[Location identification entries]
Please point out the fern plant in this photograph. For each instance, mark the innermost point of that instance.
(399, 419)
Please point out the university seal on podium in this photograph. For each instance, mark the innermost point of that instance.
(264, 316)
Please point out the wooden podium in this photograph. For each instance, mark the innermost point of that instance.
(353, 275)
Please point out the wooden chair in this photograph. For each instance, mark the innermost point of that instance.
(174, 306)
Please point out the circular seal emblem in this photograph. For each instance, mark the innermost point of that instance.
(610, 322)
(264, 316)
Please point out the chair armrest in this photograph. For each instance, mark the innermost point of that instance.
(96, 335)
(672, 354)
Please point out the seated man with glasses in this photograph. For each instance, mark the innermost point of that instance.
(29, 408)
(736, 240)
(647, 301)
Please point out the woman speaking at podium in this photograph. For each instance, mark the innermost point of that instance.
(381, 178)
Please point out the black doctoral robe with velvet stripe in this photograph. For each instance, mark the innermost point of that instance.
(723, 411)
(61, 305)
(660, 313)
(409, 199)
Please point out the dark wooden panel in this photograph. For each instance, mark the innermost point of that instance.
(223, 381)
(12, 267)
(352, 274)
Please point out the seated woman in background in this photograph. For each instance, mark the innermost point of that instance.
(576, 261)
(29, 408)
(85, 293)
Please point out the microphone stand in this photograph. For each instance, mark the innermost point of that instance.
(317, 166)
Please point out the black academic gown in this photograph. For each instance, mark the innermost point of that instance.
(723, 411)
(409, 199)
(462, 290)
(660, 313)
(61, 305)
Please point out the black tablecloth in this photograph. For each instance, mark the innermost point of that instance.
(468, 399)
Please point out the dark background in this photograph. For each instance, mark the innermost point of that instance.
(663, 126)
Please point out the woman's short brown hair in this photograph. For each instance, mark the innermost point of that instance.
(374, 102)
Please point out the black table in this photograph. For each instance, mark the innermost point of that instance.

Task description:
Rescale the point coordinates in the answers by 2.2, rounding each to a whole number with halves rounded up. Reproduce only the lines from the line containing "Please point out the seated man" through the end of the records, with both ends included and every line in that span given again, including lines that hold no coordinates.

Correct result:
Please point out the seated man with glasses in this photograph. For each instance, mark the innermost point of that instance.
(64, 898)
(1619, 528)
(1423, 662)
Please point out the woman speaking at podium in this photograph. For each instance, mark the innermost point of that instance.
(838, 392)
Please point out the black doctoral robe with velvet stripe in this photograph. For each instance, mark the innermost point of that instance.
(1591, 904)
(134, 671)
(1452, 689)
(900, 438)
Please point out the dark wooden panel in this photograph. For each instance, mark the innermost point of that instance.
(491, 838)
(26, 587)
(774, 603)
Please point out the seated woman in background in this photograph. For each instance, mark the innermost point of that instance.
(1267, 574)
(64, 898)
(187, 645)
Please point out the microphone stand in this photograph. For each instance, mark the innermost point of that instance.
(697, 365)
Please point out the black academic gown in this photograph. For each instance, mark the innermost point of that instance.
(1591, 904)
(900, 438)
(1016, 638)
(1452, 689)
(134, 671)
Please point out the black tablecloth in this photograph. For each instance, mark the innermost point of that instance.
(1030, 878)
Please point out the dark background in this photograph. For each instance, mark the innermost point of that instance.
(1459, 277)
Please point out the woman's short brown hair in this photograph. For each instance, mark the innermost point of that instance.
(823, 224)
Please point out the black table in this photograph. For each instance, mark the innermost point of that instance.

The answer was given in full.